----- Task data
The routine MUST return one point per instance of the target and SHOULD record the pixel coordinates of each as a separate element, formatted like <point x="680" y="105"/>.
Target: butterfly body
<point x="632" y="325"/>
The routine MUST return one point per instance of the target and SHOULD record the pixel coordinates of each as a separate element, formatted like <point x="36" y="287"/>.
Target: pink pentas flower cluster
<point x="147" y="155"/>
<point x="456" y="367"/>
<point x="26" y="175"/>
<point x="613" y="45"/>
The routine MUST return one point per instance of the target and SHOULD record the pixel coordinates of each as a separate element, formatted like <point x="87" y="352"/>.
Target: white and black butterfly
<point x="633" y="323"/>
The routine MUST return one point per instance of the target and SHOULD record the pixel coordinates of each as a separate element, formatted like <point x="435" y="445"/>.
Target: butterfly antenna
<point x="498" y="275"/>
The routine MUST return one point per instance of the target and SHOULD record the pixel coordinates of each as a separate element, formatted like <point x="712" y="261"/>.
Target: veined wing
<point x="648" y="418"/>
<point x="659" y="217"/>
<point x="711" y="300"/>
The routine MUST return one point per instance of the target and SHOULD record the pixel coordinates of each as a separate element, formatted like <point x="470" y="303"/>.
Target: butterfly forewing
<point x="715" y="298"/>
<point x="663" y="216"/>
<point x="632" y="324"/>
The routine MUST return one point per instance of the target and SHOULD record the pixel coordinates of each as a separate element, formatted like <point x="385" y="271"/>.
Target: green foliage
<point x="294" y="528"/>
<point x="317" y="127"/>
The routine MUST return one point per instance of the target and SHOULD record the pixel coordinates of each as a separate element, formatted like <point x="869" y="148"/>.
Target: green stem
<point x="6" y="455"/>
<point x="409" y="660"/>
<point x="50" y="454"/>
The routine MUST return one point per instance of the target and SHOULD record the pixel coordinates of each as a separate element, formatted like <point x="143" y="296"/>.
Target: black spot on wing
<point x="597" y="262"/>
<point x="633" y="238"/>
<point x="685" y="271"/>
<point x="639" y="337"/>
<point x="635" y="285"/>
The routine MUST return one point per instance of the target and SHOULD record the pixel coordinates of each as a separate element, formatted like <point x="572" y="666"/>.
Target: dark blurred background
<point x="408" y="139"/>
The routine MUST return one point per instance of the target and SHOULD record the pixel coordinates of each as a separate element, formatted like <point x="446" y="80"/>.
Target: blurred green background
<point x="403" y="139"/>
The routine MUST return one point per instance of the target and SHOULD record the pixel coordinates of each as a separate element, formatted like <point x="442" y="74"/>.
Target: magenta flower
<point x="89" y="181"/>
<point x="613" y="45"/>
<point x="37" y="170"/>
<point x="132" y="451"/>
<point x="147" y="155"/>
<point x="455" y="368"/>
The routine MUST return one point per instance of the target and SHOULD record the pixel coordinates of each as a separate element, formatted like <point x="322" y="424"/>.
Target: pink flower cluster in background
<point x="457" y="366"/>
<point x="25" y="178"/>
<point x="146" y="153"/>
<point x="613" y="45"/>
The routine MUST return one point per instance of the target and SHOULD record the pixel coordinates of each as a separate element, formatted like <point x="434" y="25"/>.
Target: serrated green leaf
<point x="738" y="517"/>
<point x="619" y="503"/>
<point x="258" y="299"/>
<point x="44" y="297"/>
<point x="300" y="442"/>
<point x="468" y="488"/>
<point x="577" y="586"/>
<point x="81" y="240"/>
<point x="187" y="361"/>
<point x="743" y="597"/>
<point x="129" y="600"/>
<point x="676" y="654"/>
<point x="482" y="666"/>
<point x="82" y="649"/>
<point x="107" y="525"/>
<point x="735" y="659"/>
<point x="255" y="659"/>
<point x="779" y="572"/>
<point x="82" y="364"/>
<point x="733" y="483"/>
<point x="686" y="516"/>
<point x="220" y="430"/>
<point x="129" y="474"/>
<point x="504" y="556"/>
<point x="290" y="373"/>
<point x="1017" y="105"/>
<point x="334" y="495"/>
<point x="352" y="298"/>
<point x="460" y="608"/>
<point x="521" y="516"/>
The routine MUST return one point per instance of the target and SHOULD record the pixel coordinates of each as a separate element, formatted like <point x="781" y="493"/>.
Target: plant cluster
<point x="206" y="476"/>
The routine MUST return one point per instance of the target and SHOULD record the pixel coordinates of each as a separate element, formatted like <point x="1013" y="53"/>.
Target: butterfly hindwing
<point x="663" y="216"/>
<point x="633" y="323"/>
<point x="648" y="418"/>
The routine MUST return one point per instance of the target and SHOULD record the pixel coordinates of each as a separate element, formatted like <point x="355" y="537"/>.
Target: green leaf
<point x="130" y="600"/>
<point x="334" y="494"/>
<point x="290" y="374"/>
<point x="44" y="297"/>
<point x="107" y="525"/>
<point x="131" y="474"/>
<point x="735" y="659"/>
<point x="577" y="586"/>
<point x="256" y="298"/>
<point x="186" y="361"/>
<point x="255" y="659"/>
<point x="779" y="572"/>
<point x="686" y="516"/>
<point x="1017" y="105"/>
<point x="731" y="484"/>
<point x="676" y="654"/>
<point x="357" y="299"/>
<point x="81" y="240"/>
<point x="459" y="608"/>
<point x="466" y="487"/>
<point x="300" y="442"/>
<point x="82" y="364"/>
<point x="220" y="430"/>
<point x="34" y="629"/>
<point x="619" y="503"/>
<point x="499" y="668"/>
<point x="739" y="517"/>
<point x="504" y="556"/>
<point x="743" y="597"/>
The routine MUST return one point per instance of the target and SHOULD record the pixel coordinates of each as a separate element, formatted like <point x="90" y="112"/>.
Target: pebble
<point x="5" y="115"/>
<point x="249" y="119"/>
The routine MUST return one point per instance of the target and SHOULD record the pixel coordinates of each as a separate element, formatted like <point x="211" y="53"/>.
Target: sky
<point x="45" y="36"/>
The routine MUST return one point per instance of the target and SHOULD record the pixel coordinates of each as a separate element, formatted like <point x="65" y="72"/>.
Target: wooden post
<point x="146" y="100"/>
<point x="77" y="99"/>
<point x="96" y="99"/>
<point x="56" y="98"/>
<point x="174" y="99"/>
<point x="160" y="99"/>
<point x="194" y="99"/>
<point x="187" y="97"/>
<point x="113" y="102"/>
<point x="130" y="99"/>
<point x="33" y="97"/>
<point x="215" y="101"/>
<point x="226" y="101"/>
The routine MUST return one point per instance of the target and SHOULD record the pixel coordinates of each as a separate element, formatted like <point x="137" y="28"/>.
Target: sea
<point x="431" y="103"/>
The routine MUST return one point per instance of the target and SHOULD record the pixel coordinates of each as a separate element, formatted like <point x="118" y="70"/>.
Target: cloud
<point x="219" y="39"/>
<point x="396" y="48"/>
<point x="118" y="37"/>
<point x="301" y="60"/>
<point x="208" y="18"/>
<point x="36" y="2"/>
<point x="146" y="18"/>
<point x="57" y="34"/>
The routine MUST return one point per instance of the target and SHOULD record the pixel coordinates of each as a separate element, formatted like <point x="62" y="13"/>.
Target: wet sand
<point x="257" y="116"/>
----------
### Directive
Reproduce each entry from the records above, character for character.

### Solution to the problem
The routine MUST return one point per instance of the target and SHOULD record the pixel coordinates of each as a separate element, formatted like <point x="680" y="105"/>.
Target: butterfly body
<point x="632" y="325"/>
The routine MUST return one point per instance of the target and SHOULD record the pixel coordinates of each as a separate element, formatted like <point x="36" y="287"/>.
Target: pink pentas flower cluster
<point x="147" y="155"/>
<point x="456" y="367"/>
<point x="26" y="175"/>
<point x="613" y="45"/>
The routine MUST return one point per instance of the target and SHOULD record the pixel coordinates of each as a separate element, formatted like <point x="87" y="352"/>.
Target: white and black butterfly
<point x="633" y="323"/>
The routine MUST return one point per instance of the target and SHOULD record the pixel coordinates of each as a separate element, formatted like <point x="435" y="445"/>.
Target: butterfly antenna
<point x="498" y="275"/>
The routine MUST return one point per instance of the target and SHOULD record the pixel coordinates of each as a separate element, formatted like <point x="712" y="261"/>.
Target: veined wing
<point x="648" y="418"/>
<point x="659" y="217"/>
<point x="711" y="300"/>
The routine MUST return one point per instance of the target and SHOULD record the pixel coordinates of each as a separate element, formatted like <point x="470" y="303"/>.
Target: butterfly forewing
<point x="715" y="298"/>
<point x="663" y="216"/>
<point x="632" y="324"/>
The routine MUST return one point per instance of the target and SHOULD record the pixel coordinates of each as a separate element, formatted like <point x="385" y="271"/>.
Target: green foliage
<point x="294" y="528"/>
<point x="317" y="127"/>
The routine MUST return one point per instance of the target and SHOULD record the pixel coordinates of each as a separate element, formatted like <point x="869" y="148"/>.
Target: green stem
<point x="6" y="455"/>
<point x="409" y="660"/>
<point x="50" y="454"/>
The routine MUST return one point per instance of the target and SHOULD record the pixel coordinates of each as a separate element, formatted like <point x="143" y="296"/>.
Target: black spot on wing
<point x="597" y="262"/>
<point x="633" y="238"/>
<point x="685" y="271"/>
<point x="639" y="337"/>
<point x="635" y="285"/>
The routine MUST return one point per instance of the target and SHOULD record the pixel coordinates of each as a separate element, formatted like <point x="572" y="666"/>.
Target: dark blurred background
<point x="408" y="139"/>
The routine MUST return one point per instance of the target and SHOULD record the pixel coordinates of each as a separate element, formatted like <point x="446" y="80"/>.
Target: blurred green background
<point x="403" y="139"/>
The routine MUST return one point per instance of the target and SHOULD record the pixel coordinates of each as a separate element, formatted like <point x="442" y="74"/>.
Target: magenta flower
<point x="89" y="181"/>
<point x="613" y="45"/>
<point x="37" y="170"/>
<point x="132" y="451"/>
<point x="147" y="155"/>
<point x="455" y="368"/>
The routine MUST return one point per instance of the target and SHOULD record the pixel coordinates of each as a separate element, formatted like <point x="322" y="424"/>.
Target: pink flower cluster in background
<point x="457" y="366"/>
<point x="25" y="178"/>
<point x="146" y="153"/>
<point x="613" y="45"/>
The routine MUST return one point per instance of the target and SHOULD record the pixel coordinates of each as a separate element, formatted like <point x="434" y="25"/>.
Target: serrated green leaf
<point x="738" y="517"/>
<point x="619" y="503"/>
<point x="258" y="299"/>
<point x="44" y="297"/>
<point x="300" y="442"/>
<point x="468" y="488"/>
<point x="577" y="586"/>
<point x="81" y="240"/>
<point x="187" y="361"/>
<point x="743" y="597"/>
<point x="129" y="600"/>
<point x="676" y="654"/>
<point x="482" y="666"/>
<point x="82" y="649"/>
<point x="107" y="525"/>
<point x="735" y="659"/>
<point x="255" y="659"/>
<point x="779" y="572"/>
<point x="82" y="364"/>
<point x="733" y="483"/>
<point x="686" y="516"/>
<point x="220" y="430"/>
<point x="129" y="474"/>
<point x="504" y="556"/>
<point x="290" y="373"/>
<point x="1017" y="105"/>
<point x="334" y="495"/>
<point x="352" y="298"/>
<point x="460" y="608"/>
<point x="521" y="516"/>
The routine MUST return one point per instance of the target and SHOULD record the pixel coordinates of each as a separate element, formatted like <point x="781" y="493"/>.
Target: plant cluster
<point x="206" y="476"/>
The routine MUST return one point per instance of the target and SHOULD record the pixel coordinates of each as a separate element, formatted like <point x="1013" y="53"/>.
Target: butterfly hindwing
<point x="663" y="216"/>
<point x="633" y="323"/>
<point x="648" y="418"/>
The routine MUST return one point per instance of the target and SHOULD record the pixel coordinates of each as a separate element, formatted like <point x="355" y="537"/>.
Target: green leaf
<point x="130" y="600"/>
<point x="334" y="494"/>
<point x="290" y="374"/>
<point x="44" y="297"/>
<point x="107" y="525"/>
<point x="131" y="474"/>
<point x="735" y="659"/>
<point x="577" y="586"/>
<point x="256" y="298"/>
<point x="186" y="361"/>
<point x="255" y="659"/>
<point x="779" y="572"/>
<point x="686" y="516"/>
<point x="1017" y="105"/>
<point x="731" y="484"/>
<point x="676" y="654"/>
<point x="357" y="299"/>
<point x="81" y="240"/>
<point x="459" y="608"/>
<point x="466" y="487"/>
<point x="300" y="442"/>
<point x="82" y="364"/>
<point x="220" y="430"/>
<point x="34" y="629"/>
<point x="619" y="503"/>
<point x="499" y="668"/>
<point x="739" y="517"/>
<point x="504" y="556"/>
<point x="743" y="597"/>
The routine MUST return one point per instance of the target and SHOULD record the pixel coordinates of each as a separate element, formatted like <point x="90" y="112"/>.
Target: pebble
<point x="5" y="115"/>
<point x="249" y="119"/>
The routine MUST return one point per instance of the target and SHOULD record the pixel coordinates of each as a separate element, formatted like <point x="211" y="53"/>.
Target: sky
<point x="45" y="36"/>
The routine MUST return one point per instance of the target and SHOULD record the pixel coordinates of each as a separate element, formatted like <point x="65" y="72"/>.
Target: wooden post
<point x="146" y="100"/>
<point x="77" y="99"/>
<point x="96" y="99"/>
<point x="56" y="98"/>
<point x="174" y="99"/>
<point x="160" y="99"/>
<point x="194" y="99"/>
<point x="187" y="97"/>
<point x="113" y="102"/>
<point x="130" y="99"/>
<point x="33" y="97"/>
<point x="215" y="101"/>
<point x="226" y="101"/>
The routine MUST return one point per instance of the target and SHOULD record the pixel coordinates of each as a separate element, formatted like <point x="137" y="28"/>.
Target: sea
<point x="431" y="103"/>
The routine MUST return one point per instance of the target and SHOULD record the pixel coordinates of each as a separate element, formatted like <point x="118" y="70"/>.
Target: cloud
<point x="219" y="39"/>
<point x="396" y="48"/>
<point x="118" y="37"/>
<point x="301" y="60"/>
<point x="208" y="18"/>
<point x="36" y="2"/>
<point x="146" y="18"/>
<point x="57" y="34"/>
The routine MUST return one point per instance of the target and SHOULD record the pixel coordinates of each as a separate element, formatted like <point x="62" y="13"/>.
Target: wet sand
<point x="257" y="116"/>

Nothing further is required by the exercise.